[Begin EXTRACTED INFORMATION]
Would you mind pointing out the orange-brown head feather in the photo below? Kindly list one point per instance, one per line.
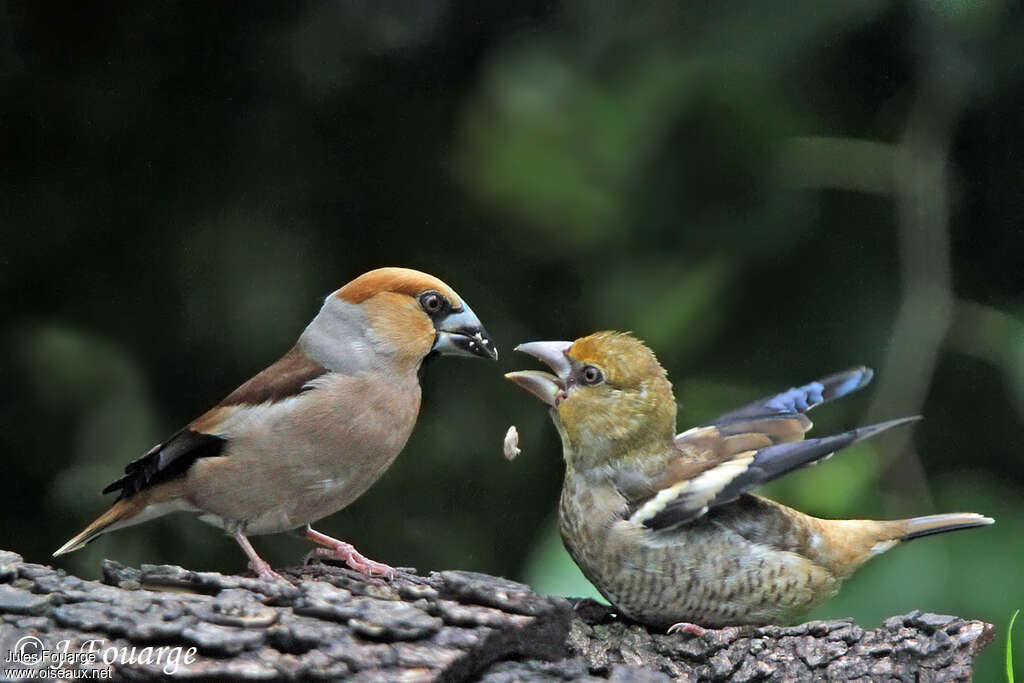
(632, 410)
(399, 281)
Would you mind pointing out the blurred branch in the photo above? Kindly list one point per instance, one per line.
(922, 183)
(452, 626)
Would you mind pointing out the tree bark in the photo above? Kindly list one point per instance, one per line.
(450, 626)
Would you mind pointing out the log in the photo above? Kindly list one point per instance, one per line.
(333, 624)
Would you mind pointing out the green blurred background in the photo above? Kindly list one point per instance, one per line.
(764, 191)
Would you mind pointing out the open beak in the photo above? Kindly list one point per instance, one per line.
(545, 386)
(460, 333)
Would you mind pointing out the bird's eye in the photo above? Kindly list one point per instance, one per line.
(432, 302)
(592, 375)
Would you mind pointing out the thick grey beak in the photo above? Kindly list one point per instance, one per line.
(461, 333)
(545, 386)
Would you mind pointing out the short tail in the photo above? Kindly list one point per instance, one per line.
(116, 517)
(921, 526)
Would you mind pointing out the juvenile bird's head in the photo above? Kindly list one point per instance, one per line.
(609, 396)
(393, 318)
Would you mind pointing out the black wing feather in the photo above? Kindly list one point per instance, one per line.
(166, 461)
(769, 463)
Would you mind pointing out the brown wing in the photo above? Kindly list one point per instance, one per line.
(288, 377)
(689, 488)
(741, 450)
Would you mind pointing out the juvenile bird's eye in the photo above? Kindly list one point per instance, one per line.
(432, 302)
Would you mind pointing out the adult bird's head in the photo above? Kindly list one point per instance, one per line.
(393, 318)
(609, 396)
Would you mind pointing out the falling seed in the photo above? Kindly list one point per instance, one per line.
(512, 443)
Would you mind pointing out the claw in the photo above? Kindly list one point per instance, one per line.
(345, 552)
(687, 628)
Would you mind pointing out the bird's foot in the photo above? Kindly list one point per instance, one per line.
(687, 628)
(264, 571)
(344, 552)
(257, 563)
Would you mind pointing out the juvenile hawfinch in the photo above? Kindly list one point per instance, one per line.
(663, 524)
(309, 434)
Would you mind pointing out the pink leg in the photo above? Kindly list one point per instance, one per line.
(256, 563)
(344, 552)
(687, 628)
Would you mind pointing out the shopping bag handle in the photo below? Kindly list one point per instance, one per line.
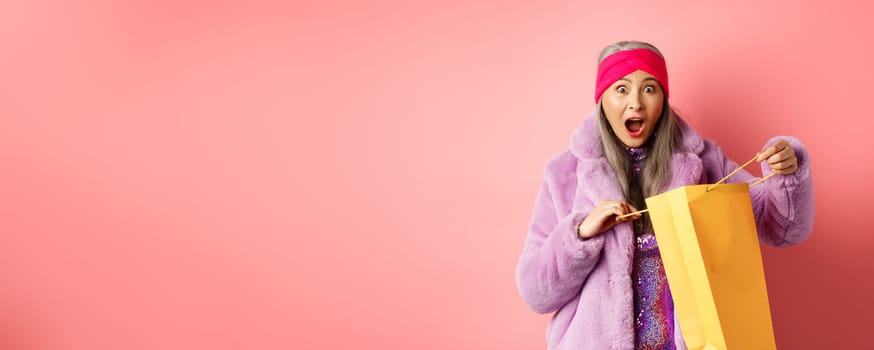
[End EXTRACTED INFORMATION]
WHAT TO PRODUCE:
Find every line in the data above that contains the word "wing", and copy each of those lines.

SOLUTION FOR THIS TASK:
Would you mind pointing out the black wing feather in the photo above? Kindly list one point per instance, one per line.
Would you mind pointing out the brown wing in the photo above? Kindly list one point per instance, one per line.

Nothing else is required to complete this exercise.